-- SOURCE EXTRACT follows --
Growing realisation of child abuse problem in Northern Ireland
THE emergence of child abuse as an issue to be treated seriously in Northern Ireland is charted in newly-released government papers.
The files reveal a high degree of official ignorance of the issue 30 years ago and a growing realisation that abuse was more widespread than believed.
In a note dated November 3 1988, Jimmy Kearney, the head of the childcare and social policy division at the Department of Health and Social Services (DHSS) at Stormont, drew colleagues' attention to a forthcoming workshop on the "control of sex offenders".
The aim, he noted, was to overview current practices and attitudes towards child abusers.
The official added: "I have to admit a high degree of personal ignorance on this subject which I would prefer not to expose to the workshop."
The issue was also discussed at a conference on November 30 1988.
Dr Fred Brown, consultant forensic psychiatrist at the DHSS, revealed that indictable sexual offences recorded by the RUC had more than doubled from 1977 to 834 in 1988, while there were 107 offenders in prison.
These exchanges led to a further meeting of medical staff and officials at Dundonald House in January 1989 to discuss the question of medical treatment for child abusers.
Dr Eithne O’Gorman, a departmental consultant psychiatrist, said only a small proportion of child sex offenders came before the courts and an even smaller proportion were ever convicted.
-- SOURCE EXTRACT concluded --
WHAT YOU ARE ASKED TO DO: Please quote the stretch of the article on child abuse in Northern Ireland from "Dr Fred Brown, consultant" through "for child abusers.", word for word. The rows that come next are separate material and have no connection to the article.
-- DATASET CONTENT follows --
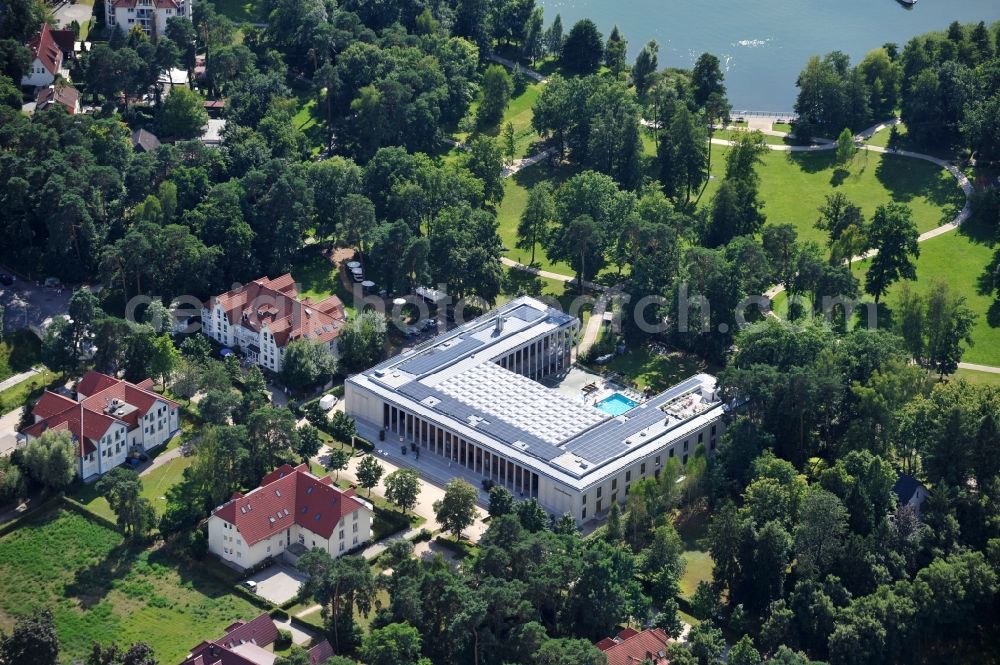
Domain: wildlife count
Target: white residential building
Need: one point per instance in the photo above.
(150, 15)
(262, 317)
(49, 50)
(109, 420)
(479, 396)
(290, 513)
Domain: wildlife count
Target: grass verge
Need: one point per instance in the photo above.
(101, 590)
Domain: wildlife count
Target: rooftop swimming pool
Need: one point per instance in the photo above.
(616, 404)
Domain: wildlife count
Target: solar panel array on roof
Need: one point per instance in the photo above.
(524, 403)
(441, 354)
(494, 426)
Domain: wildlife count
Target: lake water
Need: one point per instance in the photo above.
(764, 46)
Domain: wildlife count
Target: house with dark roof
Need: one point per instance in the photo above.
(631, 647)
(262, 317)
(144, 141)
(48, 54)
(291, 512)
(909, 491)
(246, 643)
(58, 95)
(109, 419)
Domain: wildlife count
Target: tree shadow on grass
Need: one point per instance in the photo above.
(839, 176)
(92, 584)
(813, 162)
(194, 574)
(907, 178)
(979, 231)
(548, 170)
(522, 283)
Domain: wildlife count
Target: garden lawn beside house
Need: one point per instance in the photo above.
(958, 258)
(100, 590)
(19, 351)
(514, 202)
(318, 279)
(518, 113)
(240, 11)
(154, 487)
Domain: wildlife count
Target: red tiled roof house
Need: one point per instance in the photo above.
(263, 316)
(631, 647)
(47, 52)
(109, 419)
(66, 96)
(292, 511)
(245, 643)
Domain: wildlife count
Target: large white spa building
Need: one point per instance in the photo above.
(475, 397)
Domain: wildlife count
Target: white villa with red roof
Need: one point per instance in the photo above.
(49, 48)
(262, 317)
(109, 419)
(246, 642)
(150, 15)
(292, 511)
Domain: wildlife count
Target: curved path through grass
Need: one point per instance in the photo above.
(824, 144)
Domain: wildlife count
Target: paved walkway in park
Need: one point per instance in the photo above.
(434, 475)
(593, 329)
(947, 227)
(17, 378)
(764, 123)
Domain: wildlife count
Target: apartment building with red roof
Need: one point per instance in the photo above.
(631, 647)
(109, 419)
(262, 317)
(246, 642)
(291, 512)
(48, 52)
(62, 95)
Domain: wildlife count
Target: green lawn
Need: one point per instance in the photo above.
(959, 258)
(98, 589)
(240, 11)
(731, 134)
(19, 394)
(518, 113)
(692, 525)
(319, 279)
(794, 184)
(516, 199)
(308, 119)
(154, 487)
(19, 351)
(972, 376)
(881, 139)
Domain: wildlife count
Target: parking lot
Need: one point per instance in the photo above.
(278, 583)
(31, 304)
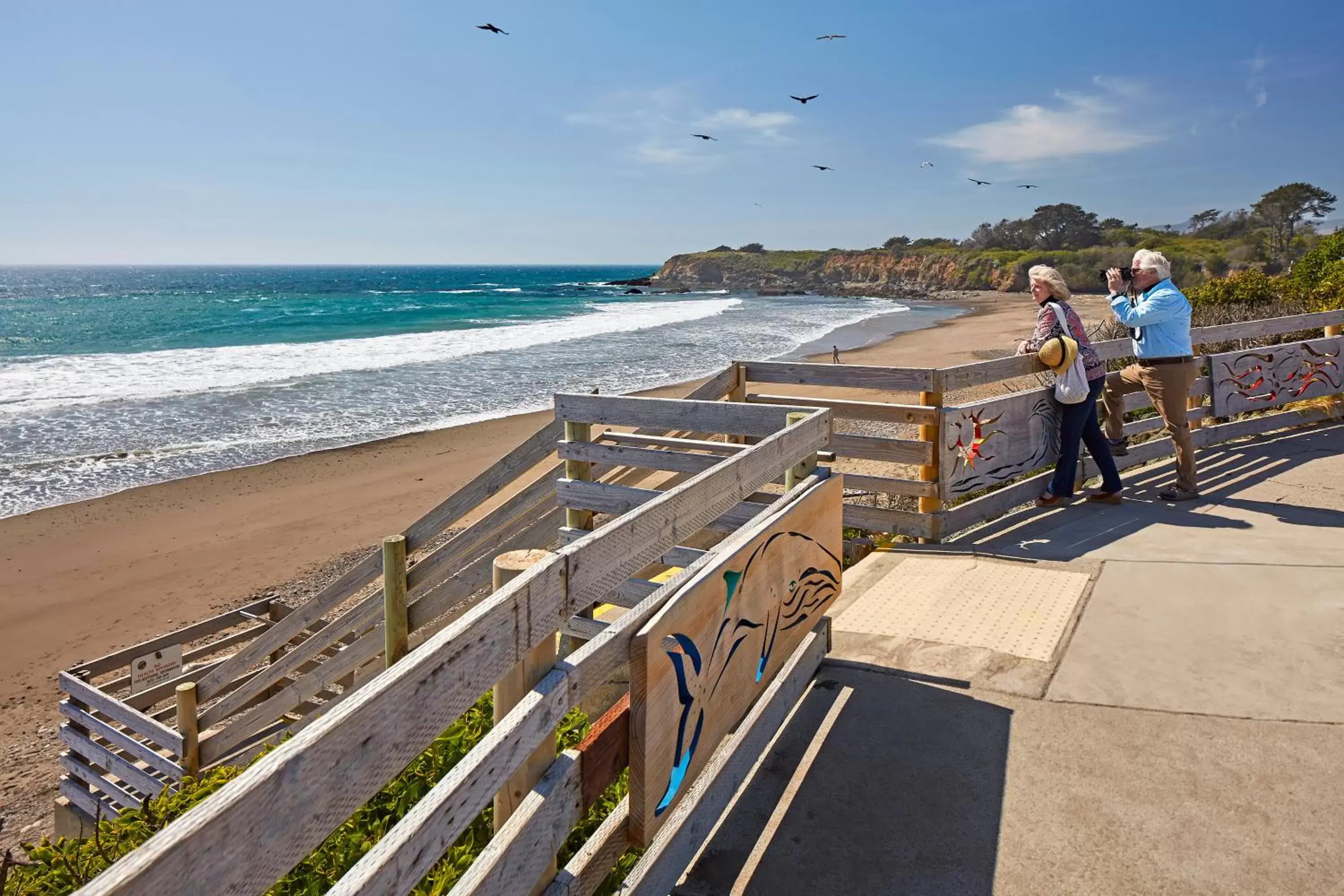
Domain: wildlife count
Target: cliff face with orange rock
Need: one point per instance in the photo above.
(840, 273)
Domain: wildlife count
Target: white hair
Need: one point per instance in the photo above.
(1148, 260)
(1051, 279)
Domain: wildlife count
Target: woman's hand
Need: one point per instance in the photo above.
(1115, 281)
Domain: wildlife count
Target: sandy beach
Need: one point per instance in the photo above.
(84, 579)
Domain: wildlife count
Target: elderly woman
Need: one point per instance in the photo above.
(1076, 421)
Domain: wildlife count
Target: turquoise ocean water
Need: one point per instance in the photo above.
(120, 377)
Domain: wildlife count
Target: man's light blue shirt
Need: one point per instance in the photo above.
-- DATASET CONTENT concluded --
-- DATASET CONTENT follows --
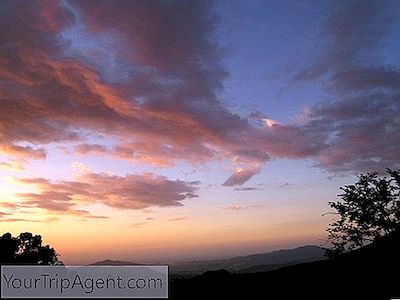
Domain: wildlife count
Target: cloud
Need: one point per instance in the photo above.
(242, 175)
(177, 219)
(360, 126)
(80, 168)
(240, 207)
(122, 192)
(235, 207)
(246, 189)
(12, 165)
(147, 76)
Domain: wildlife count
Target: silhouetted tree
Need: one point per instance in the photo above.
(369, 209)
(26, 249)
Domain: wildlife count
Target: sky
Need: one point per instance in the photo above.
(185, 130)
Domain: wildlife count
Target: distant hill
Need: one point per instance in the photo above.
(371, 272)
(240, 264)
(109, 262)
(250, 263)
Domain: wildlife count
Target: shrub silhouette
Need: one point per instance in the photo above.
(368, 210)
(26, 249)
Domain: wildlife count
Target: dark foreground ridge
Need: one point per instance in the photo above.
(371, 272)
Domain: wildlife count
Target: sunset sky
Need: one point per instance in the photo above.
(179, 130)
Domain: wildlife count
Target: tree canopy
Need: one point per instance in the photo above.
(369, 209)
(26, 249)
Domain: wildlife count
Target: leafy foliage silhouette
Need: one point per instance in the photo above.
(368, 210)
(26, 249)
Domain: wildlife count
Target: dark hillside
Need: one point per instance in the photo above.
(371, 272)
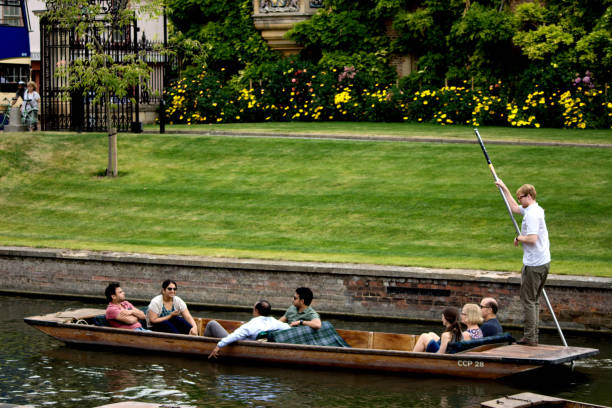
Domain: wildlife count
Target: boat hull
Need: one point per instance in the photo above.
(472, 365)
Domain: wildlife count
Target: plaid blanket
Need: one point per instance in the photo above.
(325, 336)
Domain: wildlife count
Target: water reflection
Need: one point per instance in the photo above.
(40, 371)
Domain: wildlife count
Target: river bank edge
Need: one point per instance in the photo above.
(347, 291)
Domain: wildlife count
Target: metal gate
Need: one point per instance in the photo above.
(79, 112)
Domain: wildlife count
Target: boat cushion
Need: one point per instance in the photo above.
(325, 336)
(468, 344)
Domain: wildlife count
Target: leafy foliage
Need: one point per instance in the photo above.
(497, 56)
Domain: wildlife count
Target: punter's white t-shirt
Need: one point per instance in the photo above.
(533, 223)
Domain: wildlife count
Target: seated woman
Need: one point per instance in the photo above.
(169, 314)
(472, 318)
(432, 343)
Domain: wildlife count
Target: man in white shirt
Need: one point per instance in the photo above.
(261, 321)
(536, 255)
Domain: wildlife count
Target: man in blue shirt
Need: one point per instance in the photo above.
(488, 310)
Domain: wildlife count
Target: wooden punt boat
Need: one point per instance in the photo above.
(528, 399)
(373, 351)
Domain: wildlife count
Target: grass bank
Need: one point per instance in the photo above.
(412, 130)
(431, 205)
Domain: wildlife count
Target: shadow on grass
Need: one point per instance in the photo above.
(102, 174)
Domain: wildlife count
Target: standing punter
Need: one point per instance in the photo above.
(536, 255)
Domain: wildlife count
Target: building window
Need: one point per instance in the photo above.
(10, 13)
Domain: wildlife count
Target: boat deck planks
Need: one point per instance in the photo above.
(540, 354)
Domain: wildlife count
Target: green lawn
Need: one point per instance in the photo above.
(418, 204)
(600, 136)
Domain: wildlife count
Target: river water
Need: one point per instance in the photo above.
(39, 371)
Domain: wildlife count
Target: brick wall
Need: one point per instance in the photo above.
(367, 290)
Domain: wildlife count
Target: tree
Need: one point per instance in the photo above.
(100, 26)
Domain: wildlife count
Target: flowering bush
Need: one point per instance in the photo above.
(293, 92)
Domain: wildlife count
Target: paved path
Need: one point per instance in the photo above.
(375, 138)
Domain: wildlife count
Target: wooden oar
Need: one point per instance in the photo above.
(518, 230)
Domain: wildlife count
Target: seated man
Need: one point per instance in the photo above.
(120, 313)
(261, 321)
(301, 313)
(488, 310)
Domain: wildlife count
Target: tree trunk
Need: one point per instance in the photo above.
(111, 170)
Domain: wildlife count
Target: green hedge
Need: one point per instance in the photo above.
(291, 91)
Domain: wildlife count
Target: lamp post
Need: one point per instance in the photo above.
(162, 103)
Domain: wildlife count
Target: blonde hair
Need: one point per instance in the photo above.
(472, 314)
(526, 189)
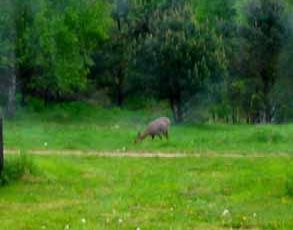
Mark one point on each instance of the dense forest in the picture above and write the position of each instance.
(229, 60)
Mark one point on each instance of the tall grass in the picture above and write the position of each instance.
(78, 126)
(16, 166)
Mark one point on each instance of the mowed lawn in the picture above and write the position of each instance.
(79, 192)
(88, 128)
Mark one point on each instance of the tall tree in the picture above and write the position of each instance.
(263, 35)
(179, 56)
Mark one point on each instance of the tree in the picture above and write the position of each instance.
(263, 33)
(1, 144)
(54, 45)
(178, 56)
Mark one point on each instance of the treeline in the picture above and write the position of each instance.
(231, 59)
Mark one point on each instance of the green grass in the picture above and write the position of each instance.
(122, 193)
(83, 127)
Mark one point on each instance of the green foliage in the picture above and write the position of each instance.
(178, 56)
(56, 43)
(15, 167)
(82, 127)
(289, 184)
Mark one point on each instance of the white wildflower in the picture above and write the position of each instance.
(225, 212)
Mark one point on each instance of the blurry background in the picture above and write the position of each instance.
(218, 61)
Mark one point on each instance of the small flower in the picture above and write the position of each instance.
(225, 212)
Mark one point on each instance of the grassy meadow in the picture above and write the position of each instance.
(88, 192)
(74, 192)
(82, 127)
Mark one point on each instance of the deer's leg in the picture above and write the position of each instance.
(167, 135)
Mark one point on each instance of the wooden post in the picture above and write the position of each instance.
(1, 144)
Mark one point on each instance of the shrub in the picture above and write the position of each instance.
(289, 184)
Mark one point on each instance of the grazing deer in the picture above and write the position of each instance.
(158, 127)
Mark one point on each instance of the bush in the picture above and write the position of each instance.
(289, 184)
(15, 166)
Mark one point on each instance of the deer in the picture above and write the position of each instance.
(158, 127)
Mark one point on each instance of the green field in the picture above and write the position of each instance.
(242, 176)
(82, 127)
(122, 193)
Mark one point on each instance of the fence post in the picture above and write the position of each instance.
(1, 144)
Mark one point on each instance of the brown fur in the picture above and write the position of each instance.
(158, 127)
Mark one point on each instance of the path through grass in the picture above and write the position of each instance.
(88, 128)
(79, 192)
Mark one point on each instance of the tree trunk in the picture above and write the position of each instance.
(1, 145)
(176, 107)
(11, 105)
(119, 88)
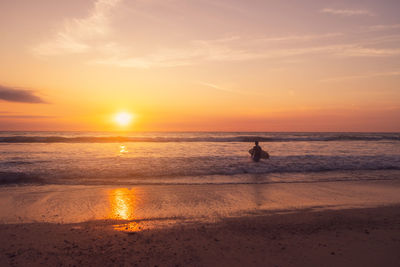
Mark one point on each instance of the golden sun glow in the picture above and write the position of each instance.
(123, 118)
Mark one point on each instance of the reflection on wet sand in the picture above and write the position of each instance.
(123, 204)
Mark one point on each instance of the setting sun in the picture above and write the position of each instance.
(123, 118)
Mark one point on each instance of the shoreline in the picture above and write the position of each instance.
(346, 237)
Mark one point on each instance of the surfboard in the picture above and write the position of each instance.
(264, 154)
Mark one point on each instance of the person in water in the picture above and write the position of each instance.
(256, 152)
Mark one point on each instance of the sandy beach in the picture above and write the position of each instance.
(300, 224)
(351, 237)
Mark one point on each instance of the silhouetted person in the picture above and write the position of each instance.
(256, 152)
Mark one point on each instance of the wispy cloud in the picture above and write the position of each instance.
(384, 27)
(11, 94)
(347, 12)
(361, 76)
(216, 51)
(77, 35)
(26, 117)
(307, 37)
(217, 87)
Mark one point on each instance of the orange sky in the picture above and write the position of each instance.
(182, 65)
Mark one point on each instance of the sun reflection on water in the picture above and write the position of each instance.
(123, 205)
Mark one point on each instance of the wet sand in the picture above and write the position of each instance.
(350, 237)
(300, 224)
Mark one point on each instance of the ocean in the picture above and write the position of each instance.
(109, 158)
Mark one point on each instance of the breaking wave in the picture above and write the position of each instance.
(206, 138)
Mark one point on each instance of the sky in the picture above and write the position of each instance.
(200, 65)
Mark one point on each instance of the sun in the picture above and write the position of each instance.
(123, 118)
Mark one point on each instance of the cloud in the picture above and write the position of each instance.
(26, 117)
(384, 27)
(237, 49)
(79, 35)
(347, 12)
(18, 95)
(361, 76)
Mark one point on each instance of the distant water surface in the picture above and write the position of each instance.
-- DATASET CONTENT concluded --
RESPONSE TO THE TASK:
Dr Fred Brown, consultant forensic psychiatrist at the DHSS, revealed that indictable sexual offences recorded by the RUC had more than doubled from 1977 to 834 in 1988, while there were 107 offenders in prison.
These exchanges led to a further meeting of medical staff and officials at Dundonald House in January 1989 to discuss the question of medical treatment for child abusers.